## WHAT YOU SHOULD DO
Count how many lines of the records below contain the word "dress", treating uppercase and lowercase as distinct, and reply with that number alone.

═══

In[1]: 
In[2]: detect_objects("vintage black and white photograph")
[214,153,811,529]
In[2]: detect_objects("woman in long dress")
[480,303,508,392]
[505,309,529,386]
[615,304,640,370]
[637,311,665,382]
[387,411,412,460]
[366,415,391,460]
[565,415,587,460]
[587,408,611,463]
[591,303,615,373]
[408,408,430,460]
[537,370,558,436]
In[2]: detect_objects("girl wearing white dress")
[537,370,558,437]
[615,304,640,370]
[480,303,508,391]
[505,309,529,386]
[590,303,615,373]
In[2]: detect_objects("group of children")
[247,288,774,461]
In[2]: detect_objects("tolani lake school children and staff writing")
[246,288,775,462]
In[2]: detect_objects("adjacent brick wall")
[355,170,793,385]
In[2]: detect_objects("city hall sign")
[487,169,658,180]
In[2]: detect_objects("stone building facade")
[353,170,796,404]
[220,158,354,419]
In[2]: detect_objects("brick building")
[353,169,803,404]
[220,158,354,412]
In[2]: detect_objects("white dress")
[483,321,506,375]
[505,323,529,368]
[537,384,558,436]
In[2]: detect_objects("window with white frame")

═══

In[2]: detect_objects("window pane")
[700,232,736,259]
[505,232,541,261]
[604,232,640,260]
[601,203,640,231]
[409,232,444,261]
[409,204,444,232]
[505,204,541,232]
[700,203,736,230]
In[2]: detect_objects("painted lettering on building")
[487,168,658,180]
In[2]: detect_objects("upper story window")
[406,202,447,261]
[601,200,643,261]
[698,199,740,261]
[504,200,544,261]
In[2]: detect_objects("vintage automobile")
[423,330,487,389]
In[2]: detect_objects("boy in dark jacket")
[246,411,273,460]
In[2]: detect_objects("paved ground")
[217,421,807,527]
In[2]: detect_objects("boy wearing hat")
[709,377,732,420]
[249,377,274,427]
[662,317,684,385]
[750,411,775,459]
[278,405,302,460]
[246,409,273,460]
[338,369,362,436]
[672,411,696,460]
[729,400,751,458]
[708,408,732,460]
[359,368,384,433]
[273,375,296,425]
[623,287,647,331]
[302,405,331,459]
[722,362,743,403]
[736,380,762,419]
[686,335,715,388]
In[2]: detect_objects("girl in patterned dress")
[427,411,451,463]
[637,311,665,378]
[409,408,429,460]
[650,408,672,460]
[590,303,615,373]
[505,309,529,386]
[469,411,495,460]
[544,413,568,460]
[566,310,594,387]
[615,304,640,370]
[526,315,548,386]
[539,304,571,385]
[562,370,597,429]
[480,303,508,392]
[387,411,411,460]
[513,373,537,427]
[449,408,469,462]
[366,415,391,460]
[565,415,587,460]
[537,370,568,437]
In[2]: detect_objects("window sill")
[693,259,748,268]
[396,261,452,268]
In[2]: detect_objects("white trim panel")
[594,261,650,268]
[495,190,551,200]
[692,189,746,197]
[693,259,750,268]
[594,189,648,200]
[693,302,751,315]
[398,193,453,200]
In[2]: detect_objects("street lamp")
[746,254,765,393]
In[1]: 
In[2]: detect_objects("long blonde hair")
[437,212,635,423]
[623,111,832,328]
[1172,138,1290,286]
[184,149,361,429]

═══

## FINAL RESULT
4